**WHAT TO DO:** Below are the records; restate word for word the lines from the first through the one containing "Segment every instance", and only those.

======== DATASET ENTRIES ========

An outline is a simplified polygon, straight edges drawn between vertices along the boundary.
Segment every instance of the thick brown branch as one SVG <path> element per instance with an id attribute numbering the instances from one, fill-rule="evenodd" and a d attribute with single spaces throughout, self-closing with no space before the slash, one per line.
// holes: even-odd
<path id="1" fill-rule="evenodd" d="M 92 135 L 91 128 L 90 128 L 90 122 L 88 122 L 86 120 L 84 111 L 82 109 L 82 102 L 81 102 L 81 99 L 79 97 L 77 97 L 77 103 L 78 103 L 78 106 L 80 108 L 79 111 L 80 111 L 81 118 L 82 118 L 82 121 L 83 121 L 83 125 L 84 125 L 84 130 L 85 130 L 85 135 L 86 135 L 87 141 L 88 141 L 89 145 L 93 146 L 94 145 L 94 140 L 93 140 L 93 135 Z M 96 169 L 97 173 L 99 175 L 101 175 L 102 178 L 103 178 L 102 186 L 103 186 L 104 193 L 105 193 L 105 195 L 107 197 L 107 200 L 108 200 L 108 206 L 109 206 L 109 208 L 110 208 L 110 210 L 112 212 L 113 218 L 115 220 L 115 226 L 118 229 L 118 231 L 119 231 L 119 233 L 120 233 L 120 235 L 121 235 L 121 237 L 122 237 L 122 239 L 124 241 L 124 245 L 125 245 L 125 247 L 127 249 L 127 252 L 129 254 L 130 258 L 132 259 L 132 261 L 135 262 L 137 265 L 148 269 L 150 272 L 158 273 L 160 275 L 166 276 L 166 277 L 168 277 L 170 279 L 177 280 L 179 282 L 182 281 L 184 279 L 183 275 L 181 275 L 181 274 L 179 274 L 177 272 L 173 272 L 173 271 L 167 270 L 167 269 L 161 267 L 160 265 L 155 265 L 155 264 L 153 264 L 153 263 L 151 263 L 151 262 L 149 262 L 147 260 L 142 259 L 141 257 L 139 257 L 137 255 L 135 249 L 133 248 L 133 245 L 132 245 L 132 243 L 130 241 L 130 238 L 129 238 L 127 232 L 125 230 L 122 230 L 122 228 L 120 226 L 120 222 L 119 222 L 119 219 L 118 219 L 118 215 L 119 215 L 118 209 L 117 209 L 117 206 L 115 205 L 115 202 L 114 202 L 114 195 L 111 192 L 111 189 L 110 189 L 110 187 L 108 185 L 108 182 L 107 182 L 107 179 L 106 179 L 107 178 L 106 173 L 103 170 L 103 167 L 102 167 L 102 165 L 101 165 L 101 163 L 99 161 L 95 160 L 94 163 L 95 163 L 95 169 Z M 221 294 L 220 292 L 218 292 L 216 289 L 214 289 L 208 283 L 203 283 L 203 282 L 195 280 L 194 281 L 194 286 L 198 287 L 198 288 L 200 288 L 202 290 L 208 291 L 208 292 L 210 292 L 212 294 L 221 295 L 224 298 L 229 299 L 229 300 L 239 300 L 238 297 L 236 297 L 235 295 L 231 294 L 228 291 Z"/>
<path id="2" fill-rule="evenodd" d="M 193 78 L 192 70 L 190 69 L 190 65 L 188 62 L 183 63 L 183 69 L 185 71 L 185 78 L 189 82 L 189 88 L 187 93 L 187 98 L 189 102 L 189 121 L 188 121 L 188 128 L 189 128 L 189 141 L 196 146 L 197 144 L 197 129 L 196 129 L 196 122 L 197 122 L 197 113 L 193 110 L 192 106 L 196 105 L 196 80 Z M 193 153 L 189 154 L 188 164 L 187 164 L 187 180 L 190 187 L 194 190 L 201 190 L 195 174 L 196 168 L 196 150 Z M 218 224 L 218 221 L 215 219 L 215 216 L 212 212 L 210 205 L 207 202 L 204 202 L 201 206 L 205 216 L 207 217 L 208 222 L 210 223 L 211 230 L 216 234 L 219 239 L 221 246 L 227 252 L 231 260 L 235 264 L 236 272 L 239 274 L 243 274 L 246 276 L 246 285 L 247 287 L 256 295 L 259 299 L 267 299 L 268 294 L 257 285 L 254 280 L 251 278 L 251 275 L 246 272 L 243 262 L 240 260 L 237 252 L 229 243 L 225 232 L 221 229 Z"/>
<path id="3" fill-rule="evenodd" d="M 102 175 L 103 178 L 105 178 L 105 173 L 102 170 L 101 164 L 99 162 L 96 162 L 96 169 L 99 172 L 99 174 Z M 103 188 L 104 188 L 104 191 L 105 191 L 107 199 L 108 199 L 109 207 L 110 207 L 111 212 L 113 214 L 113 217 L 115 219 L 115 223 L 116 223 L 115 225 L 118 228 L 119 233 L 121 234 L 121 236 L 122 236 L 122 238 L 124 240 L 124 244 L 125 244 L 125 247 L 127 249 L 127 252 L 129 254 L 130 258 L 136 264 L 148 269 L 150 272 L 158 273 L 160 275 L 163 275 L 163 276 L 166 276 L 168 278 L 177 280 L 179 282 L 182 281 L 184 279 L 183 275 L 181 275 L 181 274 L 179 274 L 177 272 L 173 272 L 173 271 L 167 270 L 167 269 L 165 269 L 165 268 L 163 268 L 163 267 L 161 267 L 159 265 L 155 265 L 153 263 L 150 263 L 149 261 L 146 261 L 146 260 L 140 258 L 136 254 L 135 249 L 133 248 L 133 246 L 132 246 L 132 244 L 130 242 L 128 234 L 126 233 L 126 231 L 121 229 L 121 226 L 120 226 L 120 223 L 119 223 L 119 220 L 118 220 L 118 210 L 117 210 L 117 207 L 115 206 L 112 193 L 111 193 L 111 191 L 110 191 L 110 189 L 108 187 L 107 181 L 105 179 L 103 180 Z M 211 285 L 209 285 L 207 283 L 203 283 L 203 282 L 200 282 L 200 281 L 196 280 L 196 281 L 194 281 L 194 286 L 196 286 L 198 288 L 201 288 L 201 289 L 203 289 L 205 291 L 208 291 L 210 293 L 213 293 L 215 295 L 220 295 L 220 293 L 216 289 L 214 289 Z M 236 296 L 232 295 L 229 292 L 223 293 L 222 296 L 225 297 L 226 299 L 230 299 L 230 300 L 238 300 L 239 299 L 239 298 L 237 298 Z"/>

========

**ANSWER TO THIS PROBLEM:**
An outline is a simplified polygon, straight edges drawn between vertices along the boundary.
Segment every instance of the thick brown branch as one SVG <path> element per instance with an id attribute numbering the instances from one, fill-rule="evenodd" and a d attribute with single spaces throughout, self-closing with no space before the slash, one per line.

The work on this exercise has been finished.